Document section:
Under Secretary of Energy for Science and Innovation
- Incumbent
- Assumed office September 26, 2025
- President: Donald Trump
- Preceded by: Geraldine L. Richmond

Personal details
- Born: El Palmar, Murcia, Spain
- Education: Los Altos High School (Los Altos, California) Stevens Institute of Technology (B. Eng.)
- Alma mater: Massachusetts Institute of Technology (Ph.D.)

= Darío Gil =

Spanish-American administrator of research

Darío Gil is a Spanish administrator of research who is serving as the Under Secretary of Energy for Science and Innovation.

== Early life and education ==
Born in El Palmar, Murcia, Spain, Gil moved to the United States, while retaining Spanish citizenship. He graduated high school at Los Altos High in 1993, earned a Bachelor of Engineering from Stevens Institute of Technology in 1998, and earned a Ph.D. from Massachusetts Institute of Technology in 2003, specializing in nanostructures.

Provided information:
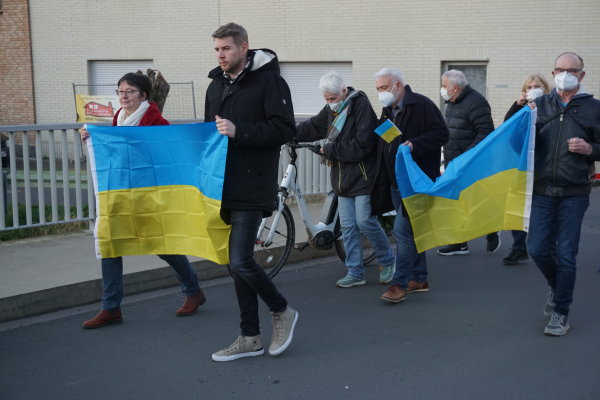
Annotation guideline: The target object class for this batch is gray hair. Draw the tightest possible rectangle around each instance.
[375,67,406,86]
[442,69,469,88]
[319,71,347,94]
[554,51,583,71]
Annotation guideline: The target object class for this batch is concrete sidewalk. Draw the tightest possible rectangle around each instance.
[0,202,333,322]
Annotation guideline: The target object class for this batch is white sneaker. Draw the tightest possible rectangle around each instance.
[269,306,298,356]
[212,335,265,361]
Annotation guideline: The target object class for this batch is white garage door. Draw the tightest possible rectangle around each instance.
[281,62,352,115]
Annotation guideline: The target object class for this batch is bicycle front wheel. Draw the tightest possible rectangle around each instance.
[254,204,296,278]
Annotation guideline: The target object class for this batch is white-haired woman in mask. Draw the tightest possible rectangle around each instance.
[296,72,395,288]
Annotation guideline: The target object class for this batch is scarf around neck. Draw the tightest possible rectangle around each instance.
[117,100,150,126]
[325,91,359,143]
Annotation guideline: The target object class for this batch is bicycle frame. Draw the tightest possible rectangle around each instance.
[257,148,339,246]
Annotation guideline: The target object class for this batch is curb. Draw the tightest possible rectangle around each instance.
[0,247,335,322]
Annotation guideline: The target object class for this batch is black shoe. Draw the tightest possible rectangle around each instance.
[438,243,469,256]
[502,249,529,265]
[487,233,501,253]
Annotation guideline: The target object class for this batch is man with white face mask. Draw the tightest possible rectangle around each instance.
[437,69,500,256]
[371,68,448,303]
[527,52,600,336]
[296,71,395,288]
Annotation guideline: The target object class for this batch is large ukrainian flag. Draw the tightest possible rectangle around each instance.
[87,122,230,264]
[396,107,537,252]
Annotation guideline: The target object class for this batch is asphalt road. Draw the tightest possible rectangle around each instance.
[0,202,600,400]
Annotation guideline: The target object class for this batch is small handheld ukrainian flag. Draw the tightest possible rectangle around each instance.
[375,119,402,143]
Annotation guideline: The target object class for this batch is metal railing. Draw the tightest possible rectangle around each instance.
[0,120,331,231]
[0,124,95,231]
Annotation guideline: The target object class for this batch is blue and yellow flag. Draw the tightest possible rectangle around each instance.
[87,122,230,264]
[375,119,402,143]
[396,107,537,252]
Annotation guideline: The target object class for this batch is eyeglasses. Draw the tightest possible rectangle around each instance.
[115,89,139,96]
[554,68,581,75]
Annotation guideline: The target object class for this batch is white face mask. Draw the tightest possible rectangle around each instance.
[525,88,544,102]
[327,101,342,112]
[377,92,394,107]
[440,88,452,101]
[377,83,396,107]
[554,71,579,90]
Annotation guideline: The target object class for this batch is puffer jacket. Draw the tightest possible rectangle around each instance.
[296,87,378,197]
[204,49,296,219]
[444,85,494,164]
[533,89,600,197]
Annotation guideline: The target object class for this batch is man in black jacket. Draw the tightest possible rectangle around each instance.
[204,23,298,361]
[527,52,600,336]
[372,68,448,303]
[296,71,394,288]
[437,69,500,256]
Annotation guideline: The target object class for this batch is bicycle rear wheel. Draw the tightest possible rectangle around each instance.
[254,204,296,278]
[333,220,376,265]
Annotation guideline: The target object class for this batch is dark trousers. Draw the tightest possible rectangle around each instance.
[527,194,590,315]
[229,210,287,336]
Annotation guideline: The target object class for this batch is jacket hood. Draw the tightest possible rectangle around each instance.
[455,85,473,103]
[208,49,279,79]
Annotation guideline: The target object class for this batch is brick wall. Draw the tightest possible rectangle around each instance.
[22,0,600,125]
[0,0,35,125]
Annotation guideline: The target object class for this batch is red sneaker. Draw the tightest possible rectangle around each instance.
[175,290,206,317]
[83,308,123,329]
[380,285,406,303]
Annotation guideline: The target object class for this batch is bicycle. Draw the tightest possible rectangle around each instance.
[254,143,375,278]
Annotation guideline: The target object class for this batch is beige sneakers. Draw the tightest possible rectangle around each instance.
[269,306,298,356]
[212,335,265,361]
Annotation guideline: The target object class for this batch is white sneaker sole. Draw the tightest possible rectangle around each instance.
[269,311,298,356]
[335,280,367,288]
[438,250,470,256]
[212,348,265,361]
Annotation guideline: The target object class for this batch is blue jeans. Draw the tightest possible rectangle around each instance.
[511,231,527,251]
[229,210,287,336]
[102,254,200,310]
[338,195,394,279]
[527,195,590,315]
[390,187,428,289]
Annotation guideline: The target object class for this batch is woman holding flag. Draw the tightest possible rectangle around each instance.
[296,72,395,288]
[79,73,206,329]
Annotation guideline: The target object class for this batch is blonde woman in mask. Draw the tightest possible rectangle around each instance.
[502,74,550,265]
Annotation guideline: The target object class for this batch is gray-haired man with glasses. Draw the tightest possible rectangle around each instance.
[527,52,600,336]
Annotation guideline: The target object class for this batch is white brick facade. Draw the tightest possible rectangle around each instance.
[30,0,600,125]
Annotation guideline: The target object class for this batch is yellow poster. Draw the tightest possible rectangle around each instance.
[75,94,120,122]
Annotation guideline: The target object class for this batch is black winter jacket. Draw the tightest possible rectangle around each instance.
[371,85,448,215]
[444,85,494,164]
[204,49,296,217]
[296,87,378,197]
[533,89,600,197]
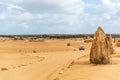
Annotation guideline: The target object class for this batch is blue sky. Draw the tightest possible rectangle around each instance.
[0,0,120,34]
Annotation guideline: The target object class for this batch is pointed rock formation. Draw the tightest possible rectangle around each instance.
[109,35,115,54]
[90,27,111,64]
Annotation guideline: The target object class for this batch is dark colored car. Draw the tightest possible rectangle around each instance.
[79,46,85,50]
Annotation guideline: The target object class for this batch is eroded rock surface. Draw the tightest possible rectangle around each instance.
[90,27,112,64]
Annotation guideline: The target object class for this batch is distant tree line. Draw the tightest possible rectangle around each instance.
[0,34,120,39]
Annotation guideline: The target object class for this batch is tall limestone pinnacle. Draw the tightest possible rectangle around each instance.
[90,27,112,64]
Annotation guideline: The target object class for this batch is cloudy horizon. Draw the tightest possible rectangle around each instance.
[0,0,120,34]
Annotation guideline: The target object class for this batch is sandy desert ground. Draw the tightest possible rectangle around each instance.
[0,39,120,80]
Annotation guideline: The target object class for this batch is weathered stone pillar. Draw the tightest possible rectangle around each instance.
[90,27,111,64]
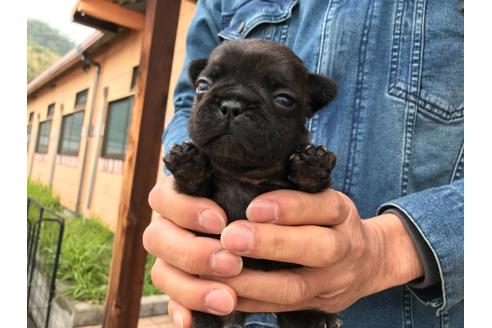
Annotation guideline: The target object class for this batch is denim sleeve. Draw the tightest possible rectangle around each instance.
[378,179,464,315]
[163,0,222,173]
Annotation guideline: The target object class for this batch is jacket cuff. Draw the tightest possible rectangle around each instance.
[377,180,464,315]
[384,208,440,289]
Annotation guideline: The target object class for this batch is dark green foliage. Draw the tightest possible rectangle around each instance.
[27,19,75,56]
[28,182,160,304]
[27,19,75,82]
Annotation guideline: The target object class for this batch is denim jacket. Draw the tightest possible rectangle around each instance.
[164,0,464,328]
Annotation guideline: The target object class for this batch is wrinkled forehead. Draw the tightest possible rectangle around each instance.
[203,40,306,83]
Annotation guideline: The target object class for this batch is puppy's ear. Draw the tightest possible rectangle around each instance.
[306,73,338,117]
[188,58,207,84]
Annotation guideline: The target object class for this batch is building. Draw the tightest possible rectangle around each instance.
[27,0,195,229]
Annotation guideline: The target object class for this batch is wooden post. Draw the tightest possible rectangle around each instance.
[103,0,180,328]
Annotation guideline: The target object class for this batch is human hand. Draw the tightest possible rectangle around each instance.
[217,189,423,313]
[143,177,242,327]
[144,178,423,327]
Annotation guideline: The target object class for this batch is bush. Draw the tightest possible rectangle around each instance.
[27,181,160,304]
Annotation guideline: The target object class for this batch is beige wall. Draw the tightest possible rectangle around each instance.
[27,0,195,228]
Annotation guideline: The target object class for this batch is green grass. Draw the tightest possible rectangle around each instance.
[27,181,160,304]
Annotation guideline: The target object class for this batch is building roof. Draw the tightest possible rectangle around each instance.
[27,0,147,97]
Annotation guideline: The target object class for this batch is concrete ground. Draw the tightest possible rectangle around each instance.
[80,315,174,328]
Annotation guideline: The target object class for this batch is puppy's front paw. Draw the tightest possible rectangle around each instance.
[289,145,336,193]
[164,141,211,196]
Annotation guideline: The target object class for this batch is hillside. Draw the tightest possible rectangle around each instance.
[27,19,75,82]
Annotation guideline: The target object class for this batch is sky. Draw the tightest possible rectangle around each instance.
[25,0,95,43]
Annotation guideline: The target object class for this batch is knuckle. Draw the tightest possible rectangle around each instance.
[142,222,155,255]
[318,231,337,267]
[267,233,287,260]
[147,183,161,211]
[285,274,308,305]
[179,251,199,274]
[150,259,163,290]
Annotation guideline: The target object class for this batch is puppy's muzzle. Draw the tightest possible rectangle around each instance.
[220,100,245,120]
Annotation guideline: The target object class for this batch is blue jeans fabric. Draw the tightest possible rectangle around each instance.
[164,0,464,328]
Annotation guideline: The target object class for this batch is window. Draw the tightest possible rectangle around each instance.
[58,111,84,156]
[46,103,55,118]
[102,97,133,159]
[75,89,89,109]
[130,66,138,90]
[27,124,31,151]
[36,120,51,154]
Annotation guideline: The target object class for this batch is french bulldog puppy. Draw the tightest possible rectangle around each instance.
[164,40,340,328]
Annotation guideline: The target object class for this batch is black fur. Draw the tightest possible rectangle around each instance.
[164,40,338,328]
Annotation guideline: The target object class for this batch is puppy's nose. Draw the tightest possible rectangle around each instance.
[220,100,244,119]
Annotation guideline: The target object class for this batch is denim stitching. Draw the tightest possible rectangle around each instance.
[219,0,298,40]
[449,142,465,183]
[403,286,413,328]
[316,1,334,74]
[388,0,405,94]
[441,313,449,328]
[401,0,426,196]
[342,2,374,195]
[388,0,464,122]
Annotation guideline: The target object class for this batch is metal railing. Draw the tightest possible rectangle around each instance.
[27,198,65,328]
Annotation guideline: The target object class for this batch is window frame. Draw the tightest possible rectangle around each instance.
[100,95,134,160]
[34,119,53,154]
[73,88,89,111]
[46,103,55,119]
[57,110,85,157]
[130,65,140,91]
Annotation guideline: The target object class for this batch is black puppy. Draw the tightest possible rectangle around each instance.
[164,40,339,328]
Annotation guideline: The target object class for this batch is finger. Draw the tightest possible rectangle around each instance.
[149,177,227,234]
[246,189,355,226]
[236,297,319,313]
[143,217,242,276]
[220,220,349,267]
[167,299,192,328]
[221,268,320,306]
[151,259,236,315]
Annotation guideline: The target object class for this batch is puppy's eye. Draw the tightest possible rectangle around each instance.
[196,79,210,93]
[274,94,296,108]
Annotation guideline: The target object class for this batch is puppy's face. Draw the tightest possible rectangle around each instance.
[189,40,336,168]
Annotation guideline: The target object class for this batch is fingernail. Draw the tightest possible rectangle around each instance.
[198,210,225,234]
[246,199,278,222]
[173,310,184,328]
[221,223,254,253]
[205,289,234,315]
[210,249,243,276]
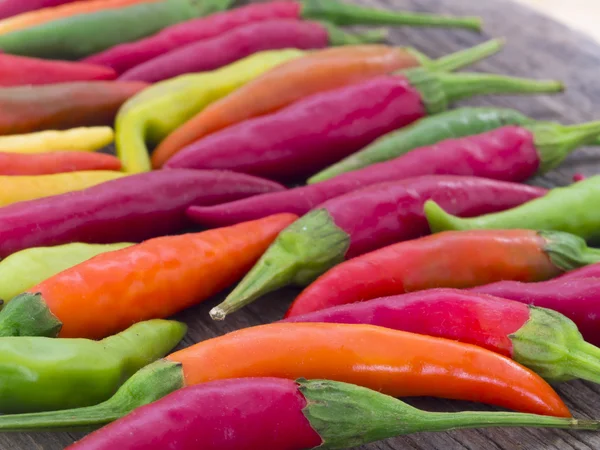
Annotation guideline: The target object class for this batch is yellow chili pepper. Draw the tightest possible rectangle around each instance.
[115,49,306,173]
[0,170,125,206]
[0,127,114,153]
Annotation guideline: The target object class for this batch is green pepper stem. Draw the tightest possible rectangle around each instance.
[210,209,350,320]
[0,360,184,431]
[298,380,600,449]
[301,0,481,31]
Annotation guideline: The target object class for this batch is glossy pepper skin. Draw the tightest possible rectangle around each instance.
[286,230,600,317]
[0,214,297,339]
[0,0,232,59]
[68,378,598,450]
[115,49,304,173]
[425,176,600,240]
[0,320,187,413]
[0,170,284,258]
[286,289,600,383]
[0,54,117,86]
[119,19,385,83]
[152,40,502,168]
[211,175,546,319]
[0,242,133,303]
[0,81,147,135]
[165,68,564,179]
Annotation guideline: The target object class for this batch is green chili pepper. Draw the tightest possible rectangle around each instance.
[0,243,133,302]
[0,318,187,413]
[115,49,306,172]
[425,175,600,240]
[0,0,233,59]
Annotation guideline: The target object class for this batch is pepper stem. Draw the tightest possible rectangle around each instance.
[0,359,185,431]
[297,380,600,449]
[210,209,350,320]
[301,0,481,31]
[525,121,600,174]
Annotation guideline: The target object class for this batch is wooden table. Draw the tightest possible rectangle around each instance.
[0,0,600,450]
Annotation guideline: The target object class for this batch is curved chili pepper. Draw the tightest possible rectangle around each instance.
[68,378,600,450]
[286,290,600,383]
[0,0,233,59]
[0,81,148,135]
[165,68,564,179]
[0,214,297,339]
[286,230,600,317]
[0,320,187,413]
[0,54,117,86]
[0,127,114,153]
[119,19,386,82]
[0,170,284,258]
[115,49,304,172]
[0,323,570,431]
[425,176,600,240]
[0,242,133,303]
[86,0,477,73]
[152,40,503,168]
[0,152,121,175]
[211,176,546,320]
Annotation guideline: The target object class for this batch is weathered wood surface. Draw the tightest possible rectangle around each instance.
[0,0,600,450]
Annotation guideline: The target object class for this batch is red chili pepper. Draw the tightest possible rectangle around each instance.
[166,69,564,179]
[285,288,600,383]
[84,0,475,73]
[286,230,600,317]
[68,378,599,450]
[211,176,547,319]
[0,81,148,135]
[0,170,284,258]
[0,152,121,175]
[119,19,385,83]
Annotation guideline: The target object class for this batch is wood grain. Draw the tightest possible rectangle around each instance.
[0,0,600,450]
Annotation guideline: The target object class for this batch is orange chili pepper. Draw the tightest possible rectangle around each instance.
[0,214,297,339]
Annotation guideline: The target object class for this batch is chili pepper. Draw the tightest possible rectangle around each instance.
[286,230,600,317]
[115,49,304,172]
[210,176,546,320]
[0,0,154,34]
[0,54,117,86]
[286,290,600,383]
[425,176,600,240]
[165,68,564,179]
[0,242,133,303]
[68,378,600,450]
[0,127,114,153]
[0,81,147,135]
[0,170,283,258]
[0,320,187,413]
[119,19,386,82]
[0,214,297,339]
[0,152,121,175]
[0,0,232,59]
[190,119,600,227]
[85,0,476,73]
[0,323,570,431]
[152,40,503,168]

Using the information:
- A) In the article on Darío Gil, what did he specialize in for his Ph.D.?
- B) Pick up the article on Darío Gil after its final sentence and keep writing it.
The entries come from a source unrelated to the article on Darío Gil.

Answers by task:
- A) Nanostructures.

- B)
== Career ==
Gil became a director of research at IBM in 2019, focusing on AI, cloud, and quantum computing. He became a member of the National Science Board in 2020. On January 16, 2025, incoming President Donald Trump nominated Gil for the position of Undersecretary of Energy for Science and Innovation. Following his confirmation hearing on April 10, 2025, he was confirmed in a block of confirmation votes, 51–47 on September 18.